• REQUIRED WORK
Reproduce the material below verbatim, leaving out the picture.

• RECORDS PROVIDED

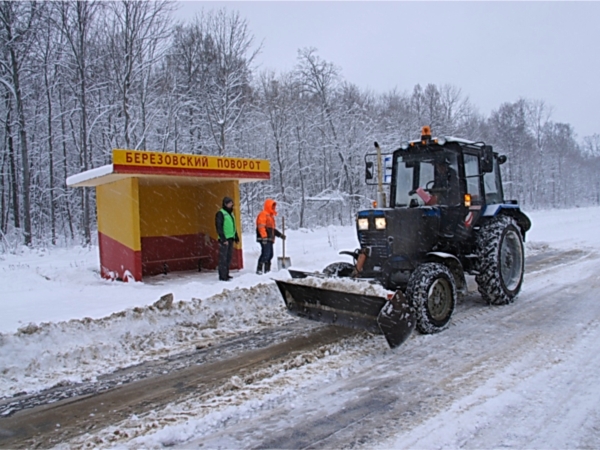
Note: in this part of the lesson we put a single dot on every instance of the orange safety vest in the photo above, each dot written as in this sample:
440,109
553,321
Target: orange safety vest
265,222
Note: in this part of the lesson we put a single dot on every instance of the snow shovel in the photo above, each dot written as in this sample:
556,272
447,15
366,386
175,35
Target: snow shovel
283,262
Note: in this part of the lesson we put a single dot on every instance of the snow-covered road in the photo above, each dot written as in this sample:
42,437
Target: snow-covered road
515,376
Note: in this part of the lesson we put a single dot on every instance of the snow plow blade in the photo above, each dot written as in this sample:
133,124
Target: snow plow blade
394,318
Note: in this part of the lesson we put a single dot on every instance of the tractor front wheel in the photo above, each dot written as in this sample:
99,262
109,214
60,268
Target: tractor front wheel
431,291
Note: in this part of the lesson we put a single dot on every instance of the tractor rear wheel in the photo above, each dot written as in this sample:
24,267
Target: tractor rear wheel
339,270
431,291
501,261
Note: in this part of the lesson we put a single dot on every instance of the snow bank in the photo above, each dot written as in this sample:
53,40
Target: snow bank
40,356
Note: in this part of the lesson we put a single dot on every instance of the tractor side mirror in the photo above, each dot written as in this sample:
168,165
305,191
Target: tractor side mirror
369,170
487,159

• EXERCISE ANSWER
Note: in this part of the lesson we put a single dot on every instance of the orange safety vest in the photo above, each dot written as in this sample:
440,109
553,321
Target: orange safety vest
265,222
Note: in this part of the lesson we put a single dot on every instance of the snow shovel in the photo above, each dot written as in this sample:
556,272
447,15
366,386
175,35
Target: snow shovel
283,262
Note: in this part of the lesson we put a single dot on every instance of the snow-covered road in the photo above, each dot written as in this sample:
42,437
Target: snow-covered road
515,376
Note: in this part of the lesson we put a single dot on every instance of the snow plow blade in the photo above, each dot written as in this sample:
133,124
Target: snow plow blade
394,318
Note: in this part of the lesson we put a single dot on every instance of the tractor front wheel in the photo above, each dot written as in this sample:
99,262
109,214
60,268
Target: tractor front wheel
431,291
Note: in this part of the lesson we put a single dot on every instance of the tractor rear wheel in the photo above, each dot written as in this sample:
24,267
Target: tractor rear wheel
339,270
431,291
501,261
Note: in this part of the lesson we put a single dot on every instance of the snow bank in the photo above, each dot written as in this sample:
53,40
Target: snow bank
40,356
Note: in this part of the lesson we put a single dot on every instance of the tractor side mirror in the photo above, each dot written as in this sample:
168,165
305,191
Target: tractor side mirror
369,170
487,159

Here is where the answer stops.